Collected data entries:
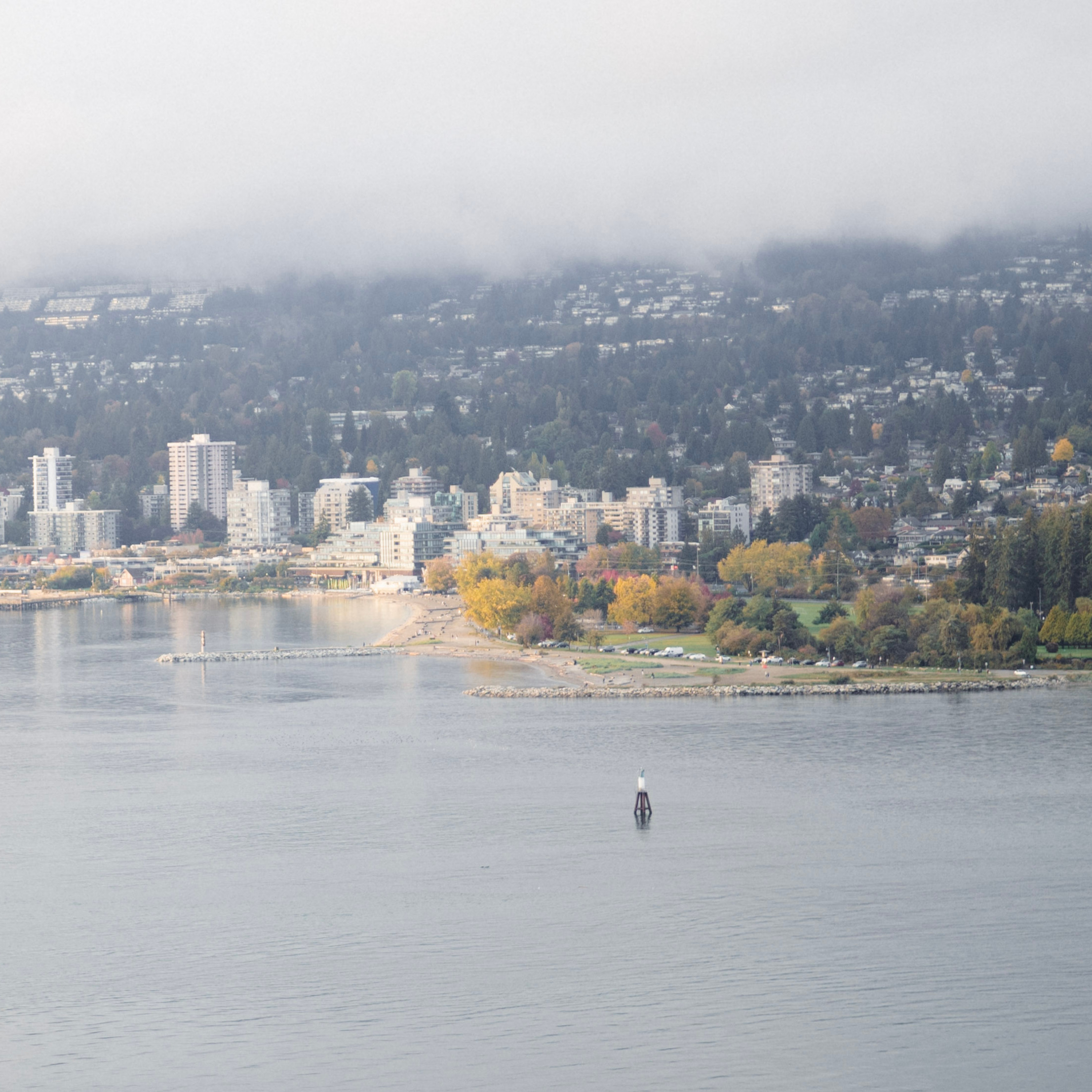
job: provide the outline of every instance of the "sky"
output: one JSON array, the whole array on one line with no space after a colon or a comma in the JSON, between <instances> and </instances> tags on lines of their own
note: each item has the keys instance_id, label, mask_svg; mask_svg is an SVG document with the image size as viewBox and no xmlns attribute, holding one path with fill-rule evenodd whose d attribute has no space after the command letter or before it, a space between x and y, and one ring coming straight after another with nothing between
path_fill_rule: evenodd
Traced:
<instances>
[{"instance_id":1,"label":"sky","mask_svg":"<svg viewBox=\"0 0 1092 1092\"><path fill-rule=\"evenodd\" d=\"M1089 5L5 4L0 284L1092 221Z\"/></svg>"}]
</instances>

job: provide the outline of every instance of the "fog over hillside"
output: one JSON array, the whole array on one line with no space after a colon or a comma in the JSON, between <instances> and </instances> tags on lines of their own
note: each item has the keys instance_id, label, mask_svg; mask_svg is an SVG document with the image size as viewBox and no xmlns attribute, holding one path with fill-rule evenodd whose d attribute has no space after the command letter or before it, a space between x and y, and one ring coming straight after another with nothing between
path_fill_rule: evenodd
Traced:
<instances>
[{"instance_id":1,"label":"fog over hillside","mask_svg":"<svg viewBox=\"0 0 1092 1092\"><path fill-rule=\"evenodd\" d=\"M1077 3L23 7L0 281L1071 225L1089 31Z\"/></svg>"}]
</instances>

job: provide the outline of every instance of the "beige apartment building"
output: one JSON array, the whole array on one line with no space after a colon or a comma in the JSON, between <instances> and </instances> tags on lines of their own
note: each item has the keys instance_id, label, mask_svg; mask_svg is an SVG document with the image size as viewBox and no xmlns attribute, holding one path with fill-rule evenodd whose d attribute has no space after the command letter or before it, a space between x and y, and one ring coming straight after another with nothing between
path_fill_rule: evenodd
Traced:
<instances>
[{"instance_id":1,"label":"beige apartment building","mask_svg":"<svg viewBox=\"0 0 1092 1092\"><path fill-rule=\"evenodd\" d=\"M227 520L227 495L235 471L235 440L213 442L207 432L167 444L170 486L170 525L186 526L190 505L197 501L217 520Z\"/></svg>"},{"instance_id":2,"label":"beige apartment building","mask_svg":"<svg viewBox=\"0 0 1092 1092\"><path fill-rule=\"evenodd\" d=\"M811 471L810 463L794 463L782 454L751 463L752 515L760 515L764 508L776 512L783 500L811 492Z\"/></svg>"}]
</instances>

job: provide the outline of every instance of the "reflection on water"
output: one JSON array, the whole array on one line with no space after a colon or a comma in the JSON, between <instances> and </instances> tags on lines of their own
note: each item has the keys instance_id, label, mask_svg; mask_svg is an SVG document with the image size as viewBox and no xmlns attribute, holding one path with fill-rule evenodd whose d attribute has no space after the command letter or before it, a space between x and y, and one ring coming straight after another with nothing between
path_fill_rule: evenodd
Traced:
<instances>
[{"instance_id":1,"label":"reflection on water","mask_svg":"<svg viewBox=\"0 0 1092 1092\"><path fill-rule=\"evenodd\" d=\"M1084 1087L1083 691L475 701L543 676L154 662L403 618L0 618L3 1087Z\"/></svg>"}]
</instances>

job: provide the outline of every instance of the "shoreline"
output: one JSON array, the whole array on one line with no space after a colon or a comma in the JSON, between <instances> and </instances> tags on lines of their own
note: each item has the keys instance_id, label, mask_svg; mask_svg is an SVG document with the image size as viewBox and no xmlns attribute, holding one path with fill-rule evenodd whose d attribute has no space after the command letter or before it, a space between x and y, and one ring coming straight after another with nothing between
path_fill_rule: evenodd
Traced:
<instances>
[{"instance_id":1,"label":"shoreline","mask_svg":"<svg viewBox=\"0 0 1092 1092\"><path fill-rule=\"evenodd\" d=\"M984 693L1063 686L1064 679L966 679L941 682L816 682L808 686L678 686L678 687L471 687L467 698L561 698L622 700L639 698L804 698L899 693Z\"/></svg>"},{"instance_id":2,"label":"shoreline","mask_svg":"<svg viewBox=\"0 0 1092 1092\"><path fill-rule=\"evenodd\" d=\"M232 592L199 592L186 598L246 600L254 597L304 598L319 595L344 598L344 594L296 590L282 592L266 590L256 596ZM372 598L372 596L351 596ZM88 600L112 598L159 600L157 594L126 594L99 592L83 595L43 596L36 607L76 606ZM178 598L182 598L181 595ZM823 678L824 669L804 669L799 666L763 669L749 664L733 663L720 669L712 664L689 665L679 661L619 662L612 653L594 649L544 650L524 649L479 630L465 617L461 597L455 595L413 595L401 593L384 595L385 602L396 602L408 608L408 617L393 629L367 645L305 646L296 649L219 650L207 653L167 652L156 660L159 663L224 663L269 660L358 657L381 653L408 656L437 656L454 660L475 660L495 664L522 664L534 667L549 681L539 686L478 686L462 693L470 698L534 698L534 699L657 699L705 698L727 699L748 697L852 697L867 695L911 693L985 693L1004 690L1023 691L1061 686L1066 681L1087 682L1085 672L1072 669L1059 674L1046 667L1035 676L1016 677L1012 673L959 673L948 668L897 668L894 677L867 678L858 676L844 682L830 682ZM25 601L24 601L25 602ZM31 604L27 603L27 606ZM15 604L11 604L15 607ZM10 609L10 608L9 608ZM17 609L17 607L15 607ZM668 637L668 634L658 634ZM711 672L711 668L712 672ZM682 674L678 674L682 672ZM668 674L666 679L656 675ZM887 673L885 673L887 674ZM731 682L724 675L735 676ZM779 675L782 677L779 679ZM804 677L800 677L800 676ZM649 677L651 676L651 677ZM788 677L786 677L788 676ZM1071 677L1070 677L1071 676ZM677 680L677 681L675 681Z\"/></svg>"}]
</instances>

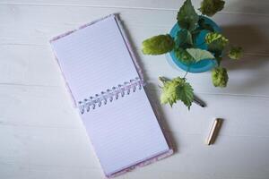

Written problem: Find each line above that contains the word "provide" and copy all of those lines.

Response to this exercise:
job: provide the outline of every instance of the "sky"
job: provide the outline of every instance of the "fog over hillside"
job: provide the outline of every instance of the "beige apartment building"
job: provide the outline of every instance of the "reflection on water"
job: provide the outline of every instance of the "shoreline"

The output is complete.